§ **Problem description**
Reproduce every item below word for word, changing nothing.

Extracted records
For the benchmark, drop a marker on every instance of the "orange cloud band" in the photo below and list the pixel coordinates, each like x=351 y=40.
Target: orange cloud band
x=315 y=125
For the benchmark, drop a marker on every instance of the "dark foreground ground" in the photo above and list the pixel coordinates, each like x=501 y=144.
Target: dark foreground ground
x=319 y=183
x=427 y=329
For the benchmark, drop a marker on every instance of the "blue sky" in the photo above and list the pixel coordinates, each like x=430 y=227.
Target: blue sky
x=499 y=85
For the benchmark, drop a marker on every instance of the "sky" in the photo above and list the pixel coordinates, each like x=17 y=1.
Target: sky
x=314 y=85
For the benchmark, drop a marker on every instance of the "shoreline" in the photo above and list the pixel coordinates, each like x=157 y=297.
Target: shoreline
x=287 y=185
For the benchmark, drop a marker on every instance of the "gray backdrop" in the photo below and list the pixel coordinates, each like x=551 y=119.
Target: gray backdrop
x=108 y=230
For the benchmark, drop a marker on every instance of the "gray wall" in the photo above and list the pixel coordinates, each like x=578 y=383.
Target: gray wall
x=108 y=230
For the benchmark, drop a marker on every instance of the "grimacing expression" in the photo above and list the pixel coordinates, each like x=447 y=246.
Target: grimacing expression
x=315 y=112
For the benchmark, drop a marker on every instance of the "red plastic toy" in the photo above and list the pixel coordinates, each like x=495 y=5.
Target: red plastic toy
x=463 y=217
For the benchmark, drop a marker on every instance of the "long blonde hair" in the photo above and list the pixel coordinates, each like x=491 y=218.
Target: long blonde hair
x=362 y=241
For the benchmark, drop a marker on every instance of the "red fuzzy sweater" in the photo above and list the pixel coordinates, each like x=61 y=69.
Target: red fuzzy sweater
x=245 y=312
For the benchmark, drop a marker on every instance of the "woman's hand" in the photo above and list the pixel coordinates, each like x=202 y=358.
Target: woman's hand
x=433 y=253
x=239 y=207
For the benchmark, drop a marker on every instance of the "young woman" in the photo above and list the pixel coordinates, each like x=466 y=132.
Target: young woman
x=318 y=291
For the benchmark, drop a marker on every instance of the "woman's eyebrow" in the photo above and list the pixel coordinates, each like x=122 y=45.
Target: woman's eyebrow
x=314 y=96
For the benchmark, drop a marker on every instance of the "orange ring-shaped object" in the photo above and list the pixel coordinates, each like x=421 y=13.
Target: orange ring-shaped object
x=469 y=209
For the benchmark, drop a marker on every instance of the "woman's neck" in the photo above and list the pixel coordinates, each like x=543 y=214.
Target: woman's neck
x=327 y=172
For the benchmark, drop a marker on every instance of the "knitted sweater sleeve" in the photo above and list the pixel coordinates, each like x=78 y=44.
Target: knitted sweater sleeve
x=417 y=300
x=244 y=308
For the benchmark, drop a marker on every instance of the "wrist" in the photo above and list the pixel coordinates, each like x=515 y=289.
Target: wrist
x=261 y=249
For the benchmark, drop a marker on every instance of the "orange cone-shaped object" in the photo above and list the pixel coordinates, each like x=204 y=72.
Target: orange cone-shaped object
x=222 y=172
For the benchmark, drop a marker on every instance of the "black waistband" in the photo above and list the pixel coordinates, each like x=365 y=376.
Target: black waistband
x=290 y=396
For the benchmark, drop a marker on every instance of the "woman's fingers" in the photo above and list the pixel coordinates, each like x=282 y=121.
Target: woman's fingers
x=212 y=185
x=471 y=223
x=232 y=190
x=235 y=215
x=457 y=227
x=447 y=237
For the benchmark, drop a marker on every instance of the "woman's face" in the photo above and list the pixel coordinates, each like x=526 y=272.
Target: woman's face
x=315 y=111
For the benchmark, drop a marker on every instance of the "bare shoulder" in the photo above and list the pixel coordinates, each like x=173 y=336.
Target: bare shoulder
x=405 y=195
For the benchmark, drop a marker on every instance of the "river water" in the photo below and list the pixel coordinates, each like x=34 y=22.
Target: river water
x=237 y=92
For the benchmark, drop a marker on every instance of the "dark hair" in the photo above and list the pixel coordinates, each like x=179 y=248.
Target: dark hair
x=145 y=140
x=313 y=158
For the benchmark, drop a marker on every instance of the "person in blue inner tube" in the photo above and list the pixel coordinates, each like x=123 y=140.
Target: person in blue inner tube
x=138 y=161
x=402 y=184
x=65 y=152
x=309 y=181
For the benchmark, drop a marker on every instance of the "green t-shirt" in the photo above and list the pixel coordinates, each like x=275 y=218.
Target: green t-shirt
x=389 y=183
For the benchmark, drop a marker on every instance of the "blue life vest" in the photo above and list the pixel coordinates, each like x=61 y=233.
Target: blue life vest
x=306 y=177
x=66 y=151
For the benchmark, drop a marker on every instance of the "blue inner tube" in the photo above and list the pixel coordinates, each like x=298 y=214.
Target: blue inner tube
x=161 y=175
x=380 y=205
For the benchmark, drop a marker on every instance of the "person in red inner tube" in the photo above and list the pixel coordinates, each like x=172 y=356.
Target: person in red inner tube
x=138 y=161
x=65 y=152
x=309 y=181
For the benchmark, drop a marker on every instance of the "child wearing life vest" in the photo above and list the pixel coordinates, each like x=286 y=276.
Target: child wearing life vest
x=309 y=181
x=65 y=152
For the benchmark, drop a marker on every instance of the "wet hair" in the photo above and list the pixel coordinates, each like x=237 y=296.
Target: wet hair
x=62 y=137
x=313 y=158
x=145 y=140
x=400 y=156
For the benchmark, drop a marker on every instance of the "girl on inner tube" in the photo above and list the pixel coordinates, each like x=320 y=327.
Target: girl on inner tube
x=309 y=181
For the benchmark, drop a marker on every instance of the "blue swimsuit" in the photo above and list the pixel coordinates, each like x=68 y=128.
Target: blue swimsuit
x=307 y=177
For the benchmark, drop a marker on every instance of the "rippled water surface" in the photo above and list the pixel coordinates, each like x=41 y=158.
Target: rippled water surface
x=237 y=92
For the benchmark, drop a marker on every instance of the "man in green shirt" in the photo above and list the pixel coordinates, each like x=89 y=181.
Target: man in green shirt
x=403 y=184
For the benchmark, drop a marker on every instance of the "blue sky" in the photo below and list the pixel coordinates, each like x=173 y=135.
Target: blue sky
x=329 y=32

§ **Task response**
For the benchmark, drop a marker on every instance of the "orange cloud band" in the photo below and list the pixel coordinates, each like x=351 y=40.
Target: orange cloud band
x=315 y=125
For the benchmark, drop a marker on every instance of the "dark foreground ground" in the photo above and list the pixel coordinates, each like x=501 y=144.
Target: dark foreground ground
x=319 y=183
x=427 y=329
For the benchmark, drop a marker on every instance of the "blue sky" in the photo above and list the pixel coordinates, each like x=430 y=227.
Target: blue sky
x=499 y=85
For the benchmark, drop a marker on every instance of the "sky" in the photo above and list the pixel coordinates, each like x=17 y=1.
Target: sky
x=314 y=85
For the benchmark, drop a marker on every instance of the "shoreline" in the photo above and list the pixel coordinates, each like x=157 y=297.
Target: shoreline
x=287 y=185
For the benchmark, drop a marker on every instance of the "gray backdrop" in the photo below and list the pixel coordinates, each like x=551 y=119.
Target: gray backdrop
x=108 y=230
For the benchmark, drop a marker on every instance of the "gray wall" in the photo above and list the pixel coordinates, each like x=578 y=383.
Target: gray wall
x=108 y=230
For the benchmark, drop a marker on every instance of the "grimacing expression" in the photo above and list the pixel coordinates, each like x=447 y=246.
Target: grimacing expression
x=315 y=112
For the benchmark, drop a marker on every instance of the "red plastic toy" in the photo above and list the pixel coordinates, each like x=495 y=5.
Target: red plastic toy
x=463 y=217
For the benchmark, drop a marker on every instance of the "long blonde hair" in the photo above and list the pixel coordinates, each like x=491 y=218.
Target: long blonde hair
x=362 y=241
For the benchmark, drop a marker on every instance of the "red fuzzy sweater" in the photo above and list the pixel coordinates, each like x=61 y=69.
Target: red fuzzy sweater
x=245 y=312
For the benchmark, drop a marker on every instance of the "woman's hand" in the photo above and list the pixel coordinates, each like x=202 y=358.
Target: woman's hand
x=433 y=253
x=239 y=207
For the benchmark, drop a marker on every instance of the "young woman" in the photo above and list the pixel coordinates, each like x=466 y=132.
Target: young woman
x=318 y=291
For the benchmark, drop a marker on every instance of the "woman's eyebrow" in the photo above and list the pixel coordinates, each like x=122 y=45.
Target: woman's eyebrow
x=314 y=96
For the benchmark, drop a marker on every instance of the "orange ring-shaped object" in the photo above and list the pixel coordinates, each like x=421 y=13.
Target: orange ring-shaped object
x=469 y=209
For the benchmark, drop a marker on every instance of the "woman's neck" in the photo above and list the pixel coordinates, each like x=543 y=214.
Target: woman's neck
x=327 y=172
For the benchmark, drop a marker on every instance of the "knitted sweater sleeve" in the photo above and list the pixel coordinates, each like x=78 y=44.
Target: knitted sweater sleeve
x=417 y=300
x=244 y=308
For the benchmark, drop a marker on every instance of the "wrist" in the photo above and list the pixel coordinates, each like x=515 y=289.
Target: wrist
x=261 y=249
For the benchmark, drop a marker on every instance of the "orange cone-shaped object" in the photo above and list the pixel coordinates, each like x=204 y=72.
Target: orange cone-shaped object
x=222 y=172
For the benchmark, drop a marker on every instance of the "black waistband" in the photo above and list the pixel coordinates, each like x=365 y=376.
Target: black waistband
x=290 y=396
For the benchmark, drop a marker on every instance of the "woman's fingers" in the photo above and list the pixel coordinates, each like x=282 y=121.
Target: woman's fingers
x=212 y=185
x=471 y=223
x=232 y=190
x=235 y=215
x=457 y=227
x=447 y=237
For the benchmark, drop a marker on every instance of the "woman's face" in the photo above and list the pixel coordinates, each like x=526 y=272.
Target: woman's face
x=315 y=111
For the benchmark, drop a marker on every instance of the "bare shoulder" in the photo above and list the pixel coordinates, each like x=173 y=336.
Target: bare shoulder
x=405 y=195
For the benchmark, drop a marker on every instance of the "river water" in the photo below and list the pixel coordinates, each like x=34 y=22.
Target: river water
x=237 y=92
For the benchmark, drop a marker on every instance of the "dark hair" in the photo above and list the pixel coordinates, each like x=179 y=248.
Target: dark hair
x=145 y=140
x=313 y=158
For the benchmark, drop a marker on every instance of the "person in blue inner tube" in the photo above and list the pixel coordinates, each like x=123 y=140.
Target: person in blue inner tube
x=138 y=161
x=402 y=184
x=65 y=152
x=309 y=181
For the benchmark, drop a marker on every instance of the "green t-shirt" in the photo above and list the pixel coordinates, each like x=275 y=218.
Target: green t-shirt
x=389 y=183
For the benchmark, drop a marker on every instance of the "blue life vest" in the photo above and list the pixel coordinates, each like x=61 y=233.
Target: blue life vest
x=306 y=177
x=66 y=151
For the benchmark, drop a marker on every instance of the "blue inner tube" in the photo above and list the pixel coordinates, each like x=298 y=214.
Target: blue inner tube
x=161 y=175
x=380 y=205
For the benchmark, drop a marker on every instance of the "person in red inner tube" in the photo above and list the pixel coordinates, each like x=172 y=356.
Target: person in red inner tube
x=138 y=161
x=65 y=152
x=309 y=181
For the benchmark, drop a marker on every instance of the "child wearing life vest" in the photo above and list the pixel coordinates, each like x=286 y=276.
Target: child wearing life vest
x=309 y=181
x=65 y=152
For the benchmark, drop a marker on every instance of the "wet hair" in the photo above and list the pixel coordinates, each like x=237 y=296.
Target: wet hair
x=62 y=137
x=313 y=158
x=145 y=140
x=400 y=156
For the benchmark, drop a marker on every instance of the "girl on inner tube" in the photo above and list the pixel coordinates, each like x=320 y=327.
Target: girl on inner tube
x=309 y=181
For the benchmark, drop a marker on every instance of the "blue swimsuit" in the photo above and list the pixel coordinates, each like x=68 y=128.
Target: blue swimsuit
x=307 y=177
For the benchmark, drop a marker on every instance of the "rippled water surface" in the photo above and list the pixel coordinates, each like x=41 y=158.
Target: rippled water surface
x=237 y=92
For the benchmark, drop a marker on every instance of the "man in green shirt" in the photo above and list the pixel coordinates, each like x=89 y=181.
Target: man in green shirt
x=403 y=184
For the benchmark, drop a marker on every instance of the "blue sky" in the photo below and list the pixel coordinates, each like x=173 y=135.
Target: blue sky
x=329 y=32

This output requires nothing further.